> _PROBLEM REQUIREMENTS_
Would you write out the records below exactly as given?

STORED DATA START

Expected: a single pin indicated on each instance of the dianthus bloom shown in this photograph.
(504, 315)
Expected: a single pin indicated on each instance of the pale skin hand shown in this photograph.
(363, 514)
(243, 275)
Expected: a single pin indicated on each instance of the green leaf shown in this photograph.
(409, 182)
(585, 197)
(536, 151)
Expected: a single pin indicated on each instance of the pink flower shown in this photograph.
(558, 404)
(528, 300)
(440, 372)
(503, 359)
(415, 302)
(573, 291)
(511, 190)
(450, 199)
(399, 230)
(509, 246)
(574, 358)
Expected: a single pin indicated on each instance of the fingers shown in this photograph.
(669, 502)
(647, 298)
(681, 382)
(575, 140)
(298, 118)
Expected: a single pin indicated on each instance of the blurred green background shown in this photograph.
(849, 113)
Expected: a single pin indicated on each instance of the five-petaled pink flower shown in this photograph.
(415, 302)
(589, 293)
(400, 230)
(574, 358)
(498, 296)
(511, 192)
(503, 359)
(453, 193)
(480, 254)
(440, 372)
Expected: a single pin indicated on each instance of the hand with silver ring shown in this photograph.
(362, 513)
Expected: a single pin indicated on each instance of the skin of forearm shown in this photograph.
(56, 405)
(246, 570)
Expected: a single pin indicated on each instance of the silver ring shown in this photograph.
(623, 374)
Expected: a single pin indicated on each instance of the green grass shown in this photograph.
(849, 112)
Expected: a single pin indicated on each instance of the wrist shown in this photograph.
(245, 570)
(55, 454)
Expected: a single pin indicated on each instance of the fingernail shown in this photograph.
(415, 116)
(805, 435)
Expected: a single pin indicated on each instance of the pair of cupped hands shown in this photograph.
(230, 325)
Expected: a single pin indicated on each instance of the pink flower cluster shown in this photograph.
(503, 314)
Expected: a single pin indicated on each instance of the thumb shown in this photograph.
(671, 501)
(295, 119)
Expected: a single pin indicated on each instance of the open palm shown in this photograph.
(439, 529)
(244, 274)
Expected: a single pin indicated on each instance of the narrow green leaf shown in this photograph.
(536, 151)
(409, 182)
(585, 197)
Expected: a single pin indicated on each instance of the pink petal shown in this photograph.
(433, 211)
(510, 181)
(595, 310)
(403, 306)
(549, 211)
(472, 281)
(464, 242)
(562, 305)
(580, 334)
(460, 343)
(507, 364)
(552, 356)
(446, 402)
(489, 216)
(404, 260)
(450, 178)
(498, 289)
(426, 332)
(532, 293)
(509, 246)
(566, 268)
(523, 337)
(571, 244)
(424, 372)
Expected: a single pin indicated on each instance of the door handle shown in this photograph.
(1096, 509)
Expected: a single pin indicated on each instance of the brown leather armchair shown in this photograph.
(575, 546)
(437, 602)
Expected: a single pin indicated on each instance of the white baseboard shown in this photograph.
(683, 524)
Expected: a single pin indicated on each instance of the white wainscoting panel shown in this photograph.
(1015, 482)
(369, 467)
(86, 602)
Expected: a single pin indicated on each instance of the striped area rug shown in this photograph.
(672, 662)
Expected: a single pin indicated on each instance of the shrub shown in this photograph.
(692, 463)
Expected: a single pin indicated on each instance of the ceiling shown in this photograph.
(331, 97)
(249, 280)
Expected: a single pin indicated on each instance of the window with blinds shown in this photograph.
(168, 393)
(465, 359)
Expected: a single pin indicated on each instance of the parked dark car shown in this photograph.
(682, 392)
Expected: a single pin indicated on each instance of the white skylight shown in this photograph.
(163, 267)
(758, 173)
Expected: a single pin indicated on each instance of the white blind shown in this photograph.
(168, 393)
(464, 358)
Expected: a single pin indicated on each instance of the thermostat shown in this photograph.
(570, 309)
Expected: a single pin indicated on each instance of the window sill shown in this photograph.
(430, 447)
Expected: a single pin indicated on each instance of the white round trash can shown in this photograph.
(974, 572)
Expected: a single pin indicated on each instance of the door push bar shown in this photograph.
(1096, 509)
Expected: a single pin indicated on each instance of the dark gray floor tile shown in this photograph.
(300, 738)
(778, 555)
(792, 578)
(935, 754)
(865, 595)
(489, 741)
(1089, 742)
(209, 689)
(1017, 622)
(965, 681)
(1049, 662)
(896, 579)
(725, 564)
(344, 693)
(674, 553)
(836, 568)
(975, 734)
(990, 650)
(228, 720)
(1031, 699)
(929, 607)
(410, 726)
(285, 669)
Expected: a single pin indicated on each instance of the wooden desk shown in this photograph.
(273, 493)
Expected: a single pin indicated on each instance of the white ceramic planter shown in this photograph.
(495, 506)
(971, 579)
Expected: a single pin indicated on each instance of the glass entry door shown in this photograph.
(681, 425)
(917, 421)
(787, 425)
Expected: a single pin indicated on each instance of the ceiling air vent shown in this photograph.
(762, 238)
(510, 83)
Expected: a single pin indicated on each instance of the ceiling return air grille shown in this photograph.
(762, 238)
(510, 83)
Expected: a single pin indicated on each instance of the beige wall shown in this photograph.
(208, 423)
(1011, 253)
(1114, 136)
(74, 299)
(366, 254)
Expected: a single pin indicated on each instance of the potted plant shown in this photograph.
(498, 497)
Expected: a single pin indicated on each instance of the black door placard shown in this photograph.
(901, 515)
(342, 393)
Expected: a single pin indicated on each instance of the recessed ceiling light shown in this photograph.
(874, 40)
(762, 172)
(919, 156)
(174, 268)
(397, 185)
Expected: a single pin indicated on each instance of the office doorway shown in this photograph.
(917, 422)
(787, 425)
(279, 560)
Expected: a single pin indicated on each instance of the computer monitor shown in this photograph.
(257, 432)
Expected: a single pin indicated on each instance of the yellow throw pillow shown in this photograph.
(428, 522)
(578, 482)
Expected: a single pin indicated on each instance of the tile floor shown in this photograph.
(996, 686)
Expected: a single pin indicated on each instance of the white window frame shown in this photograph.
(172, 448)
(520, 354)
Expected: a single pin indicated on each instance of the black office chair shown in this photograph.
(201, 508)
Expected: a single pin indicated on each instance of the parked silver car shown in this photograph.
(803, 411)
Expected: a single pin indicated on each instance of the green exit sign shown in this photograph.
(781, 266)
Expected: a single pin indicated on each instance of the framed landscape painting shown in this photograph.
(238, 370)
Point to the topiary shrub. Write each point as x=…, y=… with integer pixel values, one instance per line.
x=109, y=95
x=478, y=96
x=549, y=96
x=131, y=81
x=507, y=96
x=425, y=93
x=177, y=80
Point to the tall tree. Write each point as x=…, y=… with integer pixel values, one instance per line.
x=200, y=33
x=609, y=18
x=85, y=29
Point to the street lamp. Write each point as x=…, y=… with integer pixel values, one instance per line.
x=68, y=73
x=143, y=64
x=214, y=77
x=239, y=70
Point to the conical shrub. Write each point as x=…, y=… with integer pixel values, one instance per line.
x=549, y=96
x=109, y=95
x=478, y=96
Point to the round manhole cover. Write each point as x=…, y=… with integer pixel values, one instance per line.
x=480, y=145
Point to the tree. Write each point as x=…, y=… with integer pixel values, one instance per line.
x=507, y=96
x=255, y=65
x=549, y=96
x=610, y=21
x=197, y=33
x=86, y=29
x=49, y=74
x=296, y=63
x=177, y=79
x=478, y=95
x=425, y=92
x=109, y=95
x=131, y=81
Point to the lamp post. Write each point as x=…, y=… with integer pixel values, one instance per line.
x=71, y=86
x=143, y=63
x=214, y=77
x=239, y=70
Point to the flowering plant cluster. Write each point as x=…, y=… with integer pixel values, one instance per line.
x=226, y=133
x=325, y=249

STORED DATA END

> _ANSWER FOR THIS EXERCISE_
Expected: a single pin indicated on each instance of the dianthus bloom shown in this photograph.
(504, 315)
Expected: a single pin indicated on each instance of the pale skin hand shown in this photograph.
(363, 514)
(243, 275)
Expected: a single pin indicated on each instance of the green leaf shown in this photograph.
(409, 182)
(585, 197)
(536, 151)
Expected: a single pin indicated on each instance of the pink flower shown in this photograph.
(558, 404)
(528, 300)
(440, 372)
(503, 359)
(415, 302)
(573, 291)
(511, 190)
(450, 199)
(399, 230)
(509, 246)
(574, 358)
Expected: a single pin indicated on each instance of the fingers shown in this photograph.
(669, 502)
(647, 298)
(681, 382)
(575, 140)
(298, 118)
Expected: a single pin indicated on each instance of the blurred green background shown in this photograph.
(849, 113)
Expected: a single pin indicated on each instance of the five-petaled pink flower shown in this photograph.
(415, 302)
(589, 293)
(400, 230)
(574, 358)
(498, 296)
(511, 192)
(503, 359)
(453, 193)
(480, 254)
(440, 372)
Expected: a single pin indicated on each instance of the hand with silver ring shown in this photograph.
(362, 513)
Expected: a single pin indicated on each instance of the skin of forearm shown in this photograph.
(56, 405)
(246, 570)
Expected: a single pin indicated on each instance of the silver ring shown in this photograph.
(623, 374)
Expected: a single pin indicated on each instance of the green grass shown in this photograph.
(849, 112)
Expected: a single pin indicated on each instance of the wrist shown in this photograph.
(245, 570)
(55, 454)
Expected: a single pin indicated on each instance of the fingernail shown in this photograph.
(415, 116)
(805, 435)
Expected: a single pin indicated on each instance of the pair of cupped hands shown in this photograph.
(230, 325)
Expected: a single pin indicated on each instance of the pink flower cluster shown in this photograph.
(503, 314)
Expected: a single pin indicated on each instance of the thumb shown in this photograph.
(671, 501)
(295, 119)
Expected: a single pin indicated on each instance of the open palm shown in this photograph.
(439, 529)
(244, 274)
Expected: a single pin indicated on each instance of the narrow green leaf shown in this photograph.
(536, 151)
(409, 182)
(585, 197)
Expected: a single pin indicated on each instance of the pink petal shown in this photograph.
(433, 211)
(510, 181)
(595, 310)
(403, 306)
(549, 211)
(472, 281)
(464, 242)
(562, 305)
(580, 334)
(460, 343)
(507, 364)
(552, 356)
(446, 402)
(489, 216)
(404, 260)
(450, 178)
(498, 289)
(426, 332)
(532, 293)
(509, 246)
(566, 268)
(523, 337)
(571, 244)
(424, 372)
Expected: a single pin indicated on each instance of the door handle shown in this photograph.
(1096, 509)
Expected: a single pin indicated on each instance of the brown leather armchair shown in this photograph.
(575, 546)
(437, 602)
Expected: a single pin indicated on each instance of the white baseboard shown in this photograph.
(683, 524)
Expected: a single pin indicated on each instance of the white wainscoting panel shown in this photograph.
(1015, 482)
(369, 467)
(86, 602)
Expected: a single pin indicated on each instance of the striped area rug shown in this photograph.
(672, 662)
Expected: a single pin indicated on each instance of the shrub shown in this photograph.
(692, 463)
Expected: a single pin indicated on each instance of the ceiling shown in this photograph.
(331, 97)
(249, 280)
Expected: a single pin indicated on each instance of the window with blinds shown in this photograph.
(168, 393)
(465, 359)
Expected: a single pin indicated on each instance of the parked dark car shown in this photograph.
(682, 392)
Expected: a single pin indicated on each instance of the white skylight shown in this photograph.
(163, 267)
(758, 173)
Expected: a single pin indicated on each instance of the white blind shown in this photograph.
(168, 393)
(464, 358)
Expected: a single pin indicated on each instance of the thermostat shown in this photograph.
(570, 309)
Expected: a single pin indicated on each instance of the window sill shown in this photograph.
(430, 447)
Expected: a single pin indicated on each instance of the white round trash can shown in this photograph.
(974, 572)
Expected: a single pin indicated on each instance of the door push bar shown in this photograph.
(1096, 509)
Expected: a single pin indicated on each instance of the dark gray floor tile shown in this photograph.
(300, 738)
(778, 555)
(792, 578)
(935, 754)
(865, 595)
(489, 741)
(1089, 742)
(209, 689)
(1017, 622)
(965, 681)
(1049, 662)
(896, 579)
(725, 564)
(344, 693)
(674, 553)
(836, 568)
(975, 734)
(990, 650)
(228, 720)
(1031, 699)
(929, 607)
(410, 726)
(285, 669)
Expected: a single pin indicated on each instance of the wooden desk shown in this photograph.
(273, 493)
Expected: a single pin indicated on each instance of the white ceramic planter shown in this photograph.
(495, 506)
(971, 579)
Expected: a single pin indicated on each instance of the glass entry door shown in this photograph.
(681, 425)
(917, 421)
(787, 425)
Expected: a single pin indicated on each instance of the ceiling air vent shown in this photograph.
(762, 238)
(510, 83)
Expected: a single pin indicated on each instance of the ceiling return air grille shown in this photograph.
(762, 238)
(510, 83)
Expected: a single pin indicated on each instance of the beige wall shown in this photograph.
(208, 423)
(1011, 253)
(1114, 136)
(74, 299)
(366, 254)
Expected: a single pin indicated on each instance of the potted plant shown in this photograph.
(498, 497)
Expected: a single pin indicated on each instance of the black door placard shown in this photograph.
(901, 515)
(342, 393)
Expected: a single pin indicated on each instance of the recessed ceiling light shown in this photograph.
(874, 40)
(762, 172)
(919, 156)
(174, 268)
(397, 185)
Expected: a single pin indicated on each instance of the office doorway shown in this photograph.
(917, 422)
(787, 425)
(279, 560)
Expected: a single pin indicated on each instance of the computer monitor shown in this photograph.
(257, 432)
Expected: a single pin indicated on each instance of the yellow throw pillow shown in this photograph.
(428, 522)
(578, 482)
Expected: a single pin indicated on each instance of the tile floor shown in this photograph.
(996, 686)
Expected: a single pin indicated on each instance of the white window frame shown in this photograph.
(172, 448)
(520, 354)
Expected: a single pin indicated on each instance of the black office chair shown in this photograph.
(201, 508)
Expected: a single pin indicated on each instance of the parked silver car shown in this photograph.
(803, 411)
Expected: a single pin indicated on each instance of the green exit sign shown in this photograph.
(781, 266)
Expected: a single pin indicated on each instance of the framed landscape painting shown in this photograph.
(238, 370)
Point to the topiary shrub. Write each point as x=…, y=… with integer pixel values, one instance per line.
x=109, y=95
x=478, y=96
x=549, y=96
x=131, y=81
x=507, y=96
x=425, y=93
x=177, y=80
Point to the tall tree. Write each point as x=…, y=… with integer pixel values, one instance per line.
x=200, y=33
x=609, y=18
x=85, y=29
Point to the street lamp. Write each point as x=…, y=… with integer pixel values, one instance per line.
x=68, y=73
x=143, y=64
x=214, y=77
x=239, y=70
Point to the conical shrub. Write each point as x=…, y=… with integer pixel values, one instance per line.
x=549, y=96
x=109, y=95
x=478, y=96
Point to the round manhole cover. Write each point as x=…, y=… with integer pixel values, one instance per line.
x=480, y=145
Point to the tree. Write each point as x=…, y=… with integer pixel values, one instance per line.
x=507, y=96
x=255, y=65
x=549, y=96
x=610, y=21
x=197, y=33
x=86, y=29
x=49, y=74
x=296, y=63
x=177, y=79
x=478, y=95
x=425, y=92
x=109, y=95
x=131, y=81
Point to the lamp post. Write each point as x=…, y=… with integer pixel values, one instance per line.
x=71, y=86
x=143, y=63
x=214, y=77
x=239, y=70
Point to the flowering plant cluster. Write each point as x=…, y=… with integer pixel values, one instance per line.
x=226, y=133
x=325, y=249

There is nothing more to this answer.